● **Prompt**: The exact lines from the start of the material below through the line holding "I would be grateful for your help identifying the pink paper" are the answer; return those, pictures excluded.

● **Given data**:
════════════════
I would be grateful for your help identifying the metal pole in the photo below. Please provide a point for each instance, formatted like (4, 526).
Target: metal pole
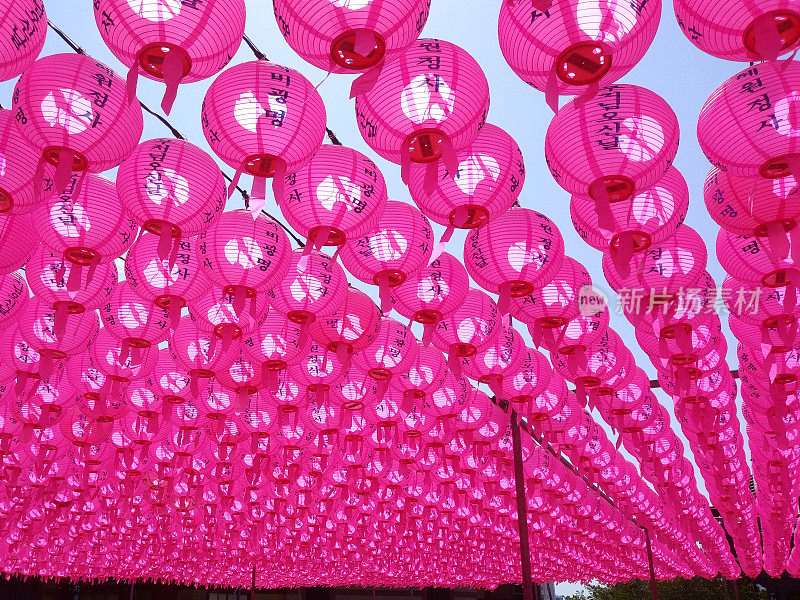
(653, 588)
(522, 510)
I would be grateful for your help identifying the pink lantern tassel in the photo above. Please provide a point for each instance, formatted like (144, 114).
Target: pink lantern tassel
(766, 37)
(172, 71)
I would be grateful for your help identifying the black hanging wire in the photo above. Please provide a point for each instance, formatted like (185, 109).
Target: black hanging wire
(261, 56)
(75, 47)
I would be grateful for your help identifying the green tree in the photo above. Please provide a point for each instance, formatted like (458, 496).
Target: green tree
(676, 589)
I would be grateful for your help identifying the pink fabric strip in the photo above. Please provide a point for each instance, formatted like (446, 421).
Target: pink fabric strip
(132, 80)
(766, 38)
(172, 71)
(258, 195)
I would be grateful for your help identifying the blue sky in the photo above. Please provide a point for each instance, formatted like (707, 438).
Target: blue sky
(673, 68)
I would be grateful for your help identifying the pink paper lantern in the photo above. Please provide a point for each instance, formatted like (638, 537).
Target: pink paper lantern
(108, 355)
(750, 259)
(575, 46)
(488, 181)
(176, 43)
(340, 193)
(353, 326)
(426, 105)
(198, 352)
(276, 344)
(612, 163)
(52, 281)
(351, 38)
(14, 296)
(514, 254)
(223, 315)
(578, 334)
(37, 327)
(393, 351)
(749, 143)
(135, 322)
(502, 359)
(171, 188)
(75, 112)
(243, 255)
(424, 376)
(552, 305)
(24, 28)
(17, 178)
(314, 287)
(752, 206)
(396, 249)
(432, 293)
(263, 119)
(17, 242)
(87, 226)
(646, 219)
(530, 380)
(170, 381)
(472, 327)
(167, 284)
(317, 372)
(739, 30)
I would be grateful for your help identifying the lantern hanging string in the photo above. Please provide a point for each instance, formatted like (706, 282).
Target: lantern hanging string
(79, 50)
(261, 56)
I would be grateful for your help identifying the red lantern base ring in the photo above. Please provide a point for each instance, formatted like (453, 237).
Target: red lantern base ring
(618, 187)
(344, 55)
(151, 58)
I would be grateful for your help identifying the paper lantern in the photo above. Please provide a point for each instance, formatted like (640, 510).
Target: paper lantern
(276, 344)
(396, 249)
(746, 126)
(514, 254)
(648, 218)
(353, 37)
(432, 293)
(169, 285)
(74, 110)
(263, 119)
(469, 329)
(552, 305)
(171, 188)
(353, 326)
(135, 322)
(752, 206)
(427, 104)
(750, 259)
(738, 30)
(488, 181)
(243, 255)
(177, 42)
(14, 296)
(393, 351)
(340, 192)
(220, 313)
(17, 178)
(18, 241)
(37, 328)
(24, 30)
(52, 280)
(575, 46)
(314, 287)
(86, 226)
(630, 145)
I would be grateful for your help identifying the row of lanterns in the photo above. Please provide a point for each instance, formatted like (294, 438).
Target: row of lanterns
(290, 418)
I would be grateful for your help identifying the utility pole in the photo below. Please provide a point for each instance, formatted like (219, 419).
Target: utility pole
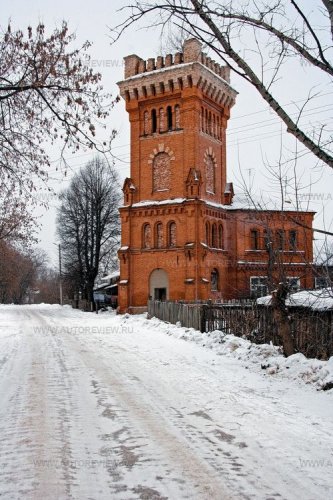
(60, 275)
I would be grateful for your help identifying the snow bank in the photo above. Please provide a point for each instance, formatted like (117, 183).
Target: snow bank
(258, 357)
(319, 300)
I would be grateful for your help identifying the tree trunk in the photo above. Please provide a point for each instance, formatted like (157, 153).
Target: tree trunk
(280, 315)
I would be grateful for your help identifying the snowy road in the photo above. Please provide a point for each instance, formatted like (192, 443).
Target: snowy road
(106, 407)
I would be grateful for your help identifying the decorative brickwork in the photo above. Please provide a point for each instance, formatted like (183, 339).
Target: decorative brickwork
(147, 243)
(161, 172)
(172, 234)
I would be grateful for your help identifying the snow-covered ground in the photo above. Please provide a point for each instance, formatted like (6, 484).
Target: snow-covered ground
(118, 407)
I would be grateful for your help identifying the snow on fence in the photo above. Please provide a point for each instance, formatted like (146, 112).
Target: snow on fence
(312, 329)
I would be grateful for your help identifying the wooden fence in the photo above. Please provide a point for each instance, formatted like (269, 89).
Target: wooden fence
(311, 329)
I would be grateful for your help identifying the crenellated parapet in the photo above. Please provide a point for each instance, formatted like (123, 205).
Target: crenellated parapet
(175, 72)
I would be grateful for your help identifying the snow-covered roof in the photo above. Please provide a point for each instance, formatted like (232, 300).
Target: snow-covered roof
(146, 203)
(240, 202)
(173, 67)
(243, 202)
(115, 274)
(320, 300)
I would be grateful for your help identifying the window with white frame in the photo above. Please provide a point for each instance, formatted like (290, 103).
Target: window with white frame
(258, 286)
(294, 283)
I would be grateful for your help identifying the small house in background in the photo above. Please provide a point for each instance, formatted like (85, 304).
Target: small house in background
(106, 291)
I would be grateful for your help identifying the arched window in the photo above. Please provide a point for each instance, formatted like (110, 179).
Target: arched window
(159, 235)
(292, 239)
(146, 236)
(254, 235)
(145, 123)
(210, 123)
(280, 239)
(221, 242)
(153, 121)
(210, 174)
(162, 120)
(161, 172)
(208, 233)
(169, 117)
(177, 116)
(172, 236)
(214, 280)
(214, 236)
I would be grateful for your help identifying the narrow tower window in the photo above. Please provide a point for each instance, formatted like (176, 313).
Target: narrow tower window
(169, 117)
(153, 121)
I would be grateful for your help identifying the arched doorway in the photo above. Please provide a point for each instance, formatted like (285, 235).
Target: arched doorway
(159, 285)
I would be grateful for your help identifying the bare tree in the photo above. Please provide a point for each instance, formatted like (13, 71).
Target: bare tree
(88, 223)
(16, 222)
(48, 93)
(272, 32)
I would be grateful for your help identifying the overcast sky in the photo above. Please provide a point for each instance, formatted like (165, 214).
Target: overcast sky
(254, 134)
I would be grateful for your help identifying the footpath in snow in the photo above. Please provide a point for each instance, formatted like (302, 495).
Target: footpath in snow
(122, 407)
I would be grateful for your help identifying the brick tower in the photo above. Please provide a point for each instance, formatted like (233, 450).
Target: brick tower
(184, 237)
(178, 108)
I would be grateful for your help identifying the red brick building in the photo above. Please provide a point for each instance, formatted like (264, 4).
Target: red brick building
(184, 233)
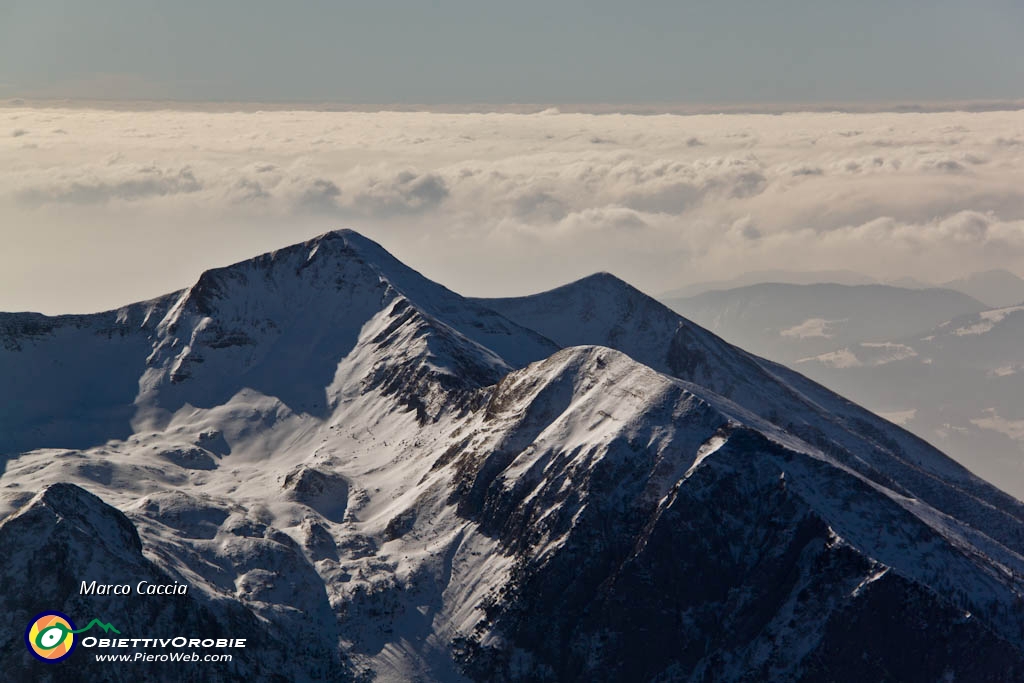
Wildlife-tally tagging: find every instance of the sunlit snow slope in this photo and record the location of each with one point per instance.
(375, 478)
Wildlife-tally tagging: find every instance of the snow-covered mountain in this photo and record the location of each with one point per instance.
(375, 478)
(957, 385)
(787, 323)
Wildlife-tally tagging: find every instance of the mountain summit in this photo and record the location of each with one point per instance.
(374, 477)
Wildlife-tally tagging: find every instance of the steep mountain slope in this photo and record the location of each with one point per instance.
(603, 309)
(958, 385)
(355, 466)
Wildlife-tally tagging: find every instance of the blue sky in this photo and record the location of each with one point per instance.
(525, 51)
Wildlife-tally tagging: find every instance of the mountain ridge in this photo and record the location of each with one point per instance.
(438, 487)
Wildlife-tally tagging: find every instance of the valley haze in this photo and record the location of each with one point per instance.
(368, 476)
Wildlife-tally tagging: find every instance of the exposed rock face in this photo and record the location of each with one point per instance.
(367, 475)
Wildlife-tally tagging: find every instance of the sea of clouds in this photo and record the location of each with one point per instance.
(101, 207)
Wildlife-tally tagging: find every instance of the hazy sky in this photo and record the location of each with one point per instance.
(99, 208)
(528, 50)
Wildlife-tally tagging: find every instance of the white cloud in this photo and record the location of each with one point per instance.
(540, 199)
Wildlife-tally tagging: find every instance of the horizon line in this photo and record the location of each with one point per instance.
(651, 108)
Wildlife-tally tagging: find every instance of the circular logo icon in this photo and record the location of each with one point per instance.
(50, 636)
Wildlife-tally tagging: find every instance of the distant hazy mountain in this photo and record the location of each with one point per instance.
(761, 276)
(787, 323)
(371, 477)
(960, 385)
(997, 289)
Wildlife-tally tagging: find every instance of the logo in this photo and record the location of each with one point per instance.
(50, 636)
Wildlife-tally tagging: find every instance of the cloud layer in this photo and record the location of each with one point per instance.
(503, 203)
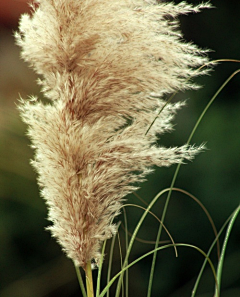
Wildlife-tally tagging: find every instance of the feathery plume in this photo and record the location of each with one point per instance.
(100, 63)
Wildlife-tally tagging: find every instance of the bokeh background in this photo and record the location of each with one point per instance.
(31, 262)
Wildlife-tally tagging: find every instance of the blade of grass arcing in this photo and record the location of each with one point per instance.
(134, 236)
(177, 170)
(165, 228)
(100, 269)
(206, 212)
(126, 247)
(89, 279)
(220, 263)
(151, 252)
(208, 254)
(80, 280)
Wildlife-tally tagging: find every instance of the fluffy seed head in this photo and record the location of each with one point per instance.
(105, 67)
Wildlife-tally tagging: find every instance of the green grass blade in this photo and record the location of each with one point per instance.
(80, 280)
(126, 247)
(134, 236)
(220, 263)
(151, 252)
(100, 269)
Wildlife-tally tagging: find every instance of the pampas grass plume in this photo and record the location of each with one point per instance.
(105, 67)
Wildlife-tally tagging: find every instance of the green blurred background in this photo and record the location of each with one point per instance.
(32, 264)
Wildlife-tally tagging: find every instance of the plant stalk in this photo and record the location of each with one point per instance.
(89, 280)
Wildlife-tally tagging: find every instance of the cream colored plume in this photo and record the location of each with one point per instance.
(100, 63)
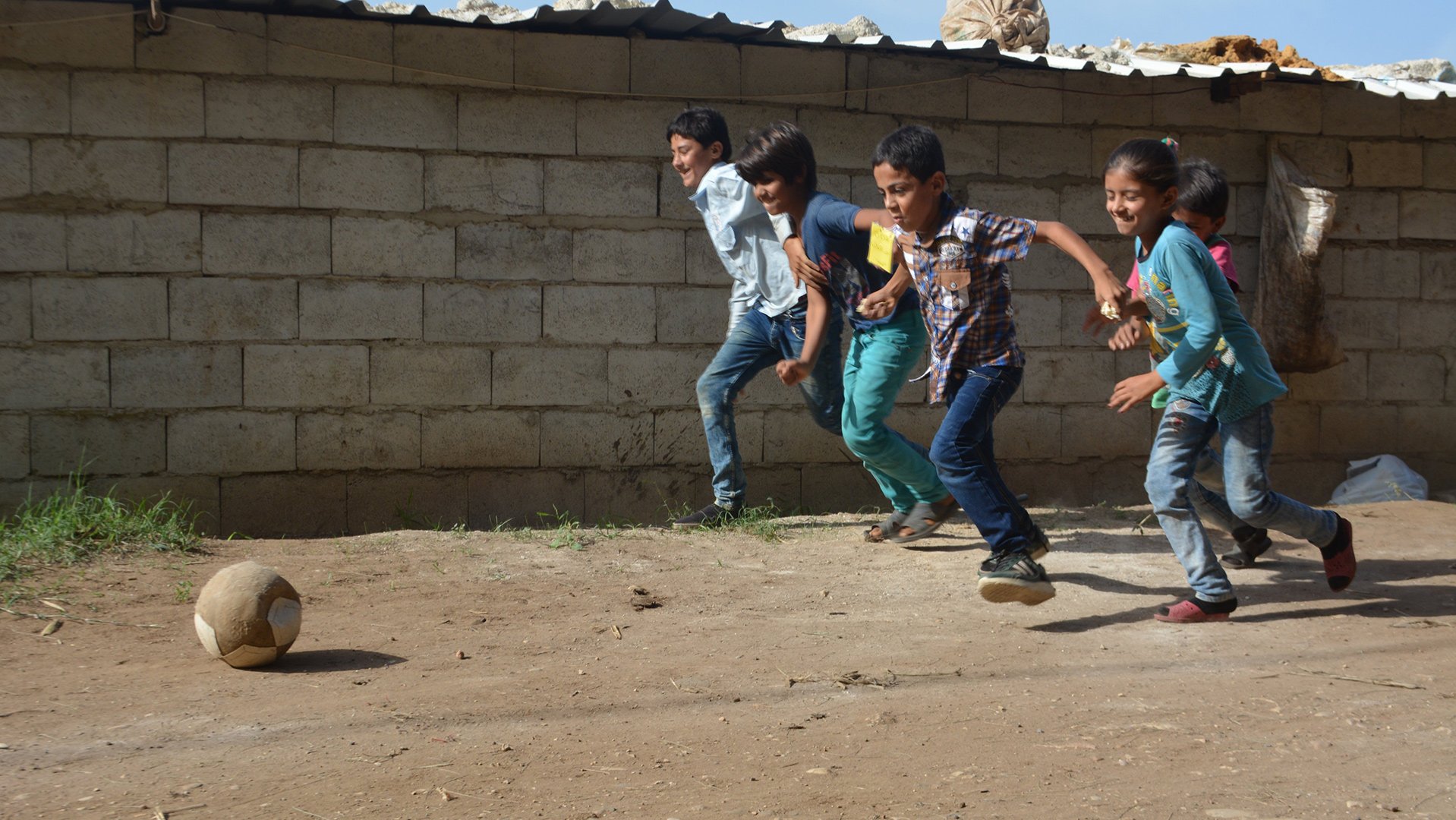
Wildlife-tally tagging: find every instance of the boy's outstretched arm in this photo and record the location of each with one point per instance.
(794, 371)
════════════════
● **Task response**:
I would be grateful for your help identifying the metal pole in the photo below. Please provide a point for each instance, formatted like (4, 526).
Target: metal pole
(653, 588)
(522, 510)
I would be grateful for your help identifying the pink lantern tassel in the photo above. Please provide a point for each instance, formatted like (144, 114).
Target: pink lantern tassel
(766, 37)
(172, 71)
I would be grateful for your help identifying the black hanging wire in the photo above. Please provide a point for each instance, formatted like (185, 109).
Target: black hanging wire
(261, 56)
(75, 47)
I would be grateful for your help identifying the green tree in the photo above. Please provide a point for each instance, formatted like (458, 496).
Target: green tree
(676, 589)
I would be grateful for your help identifying the pink fabric strip in the photo above. Please provide a point for each instance, formatted like (446, 421).
Target: pink fabric strip
(132, 80)
(766, 38)
(172, 71)
(258, 195)
I would be grateful for your help identifying the blue sky in the photo above. Please provide a point for each instance, formatted like (707, 438).
Target: blue sky
(673, 68)
I would be grateful for your help identifying the pink paper lantern in the photo above. Please provide a point for each instance, formatted like (638, 537).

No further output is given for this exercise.